== Recorded information ==

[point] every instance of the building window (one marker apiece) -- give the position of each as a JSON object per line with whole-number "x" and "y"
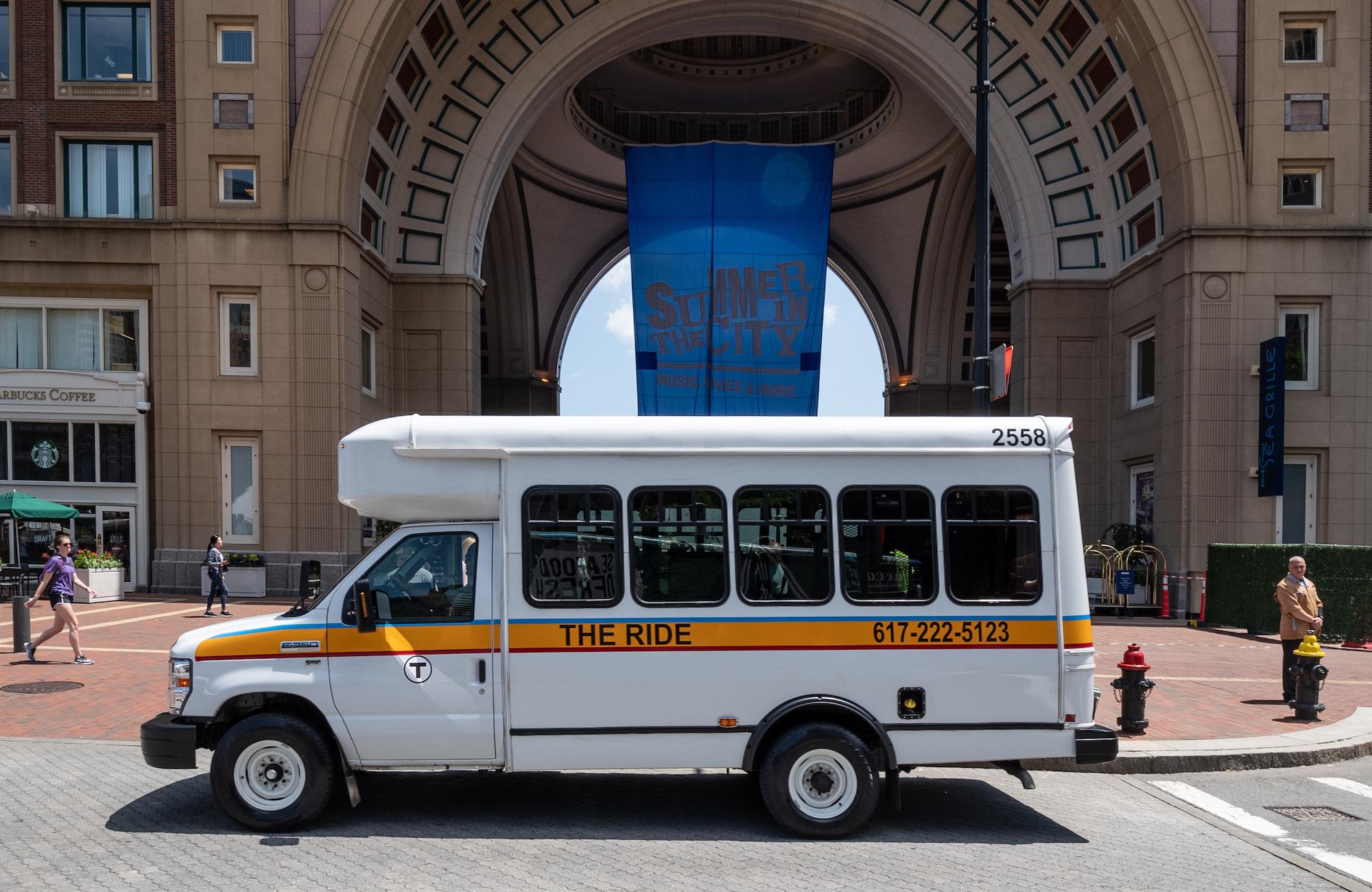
{"x": 1071, "y": 30}
{"x": 784, "y": 554}
{"x": 887, "y": 539}
{"x": 239, "y": 466}
{"x": 235, "y": 45}
{"x": 65, "y": 452}
{"x": 1301, "y": 189}
{"x": 6, "y": 202}
{"x": 238, "y": 334}
{"x": 677, "y": 547}
{"x": 1301, "y": 326}
{"x": 109, "y": 180}
{"x": 1137, "y": 176}
{"x": 993, "y": 545}
{"x": 1141, "y": 368}
{"x": 437, "y": 32}
{"x": 73, "y": 340}
{"x": 1144, "y": 231}
{"x": 372, "y": 228}
{"x": 108, "y": 42}
{"x": 238, "y": 183}
{"x": 121, "y": 341}
{"x": 1303, "y": 42}
{"x": 368, "y": 360}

== Work task ==
Return the material in full, word for word, and skip the pictures.

== Answer to this task ==
[point] every instance of the building window (one marker apiece) -- give the position of each as a JSON object per line with whole-number "x" and "y"
{"x": 1071, "y": 30}
{"x": 784, "y": 554}
{"x": 887, "y": 539}
{"x": 239, "y": 466}
{"x": 235, "y": 45}
{"x": 65, "y": 452}
{"x": 1301, "y": 189}
{"x": 6, "y": 202}
{"x": 238, "y": 334}
{"x": 677, "y": 547}
{"x": 1301, "y": 326}
{"x": 109, "y": 180}
{"x": 1137, "y": 176}
{"x": 993, "y": 545}
{"x": 1141, "y": 368}
{"x": 437, "y": 32}
{"x": 73, "y": 340}
{"x": 1144, "y": 231}
{"x": 372, "y": 228}
{"x": 108, "y": 42}
{"x": 238, "y": 183}
{"x": 121, "y": 341}
{"x": 1303, "y": 42}
{"x": 368, "y": 360}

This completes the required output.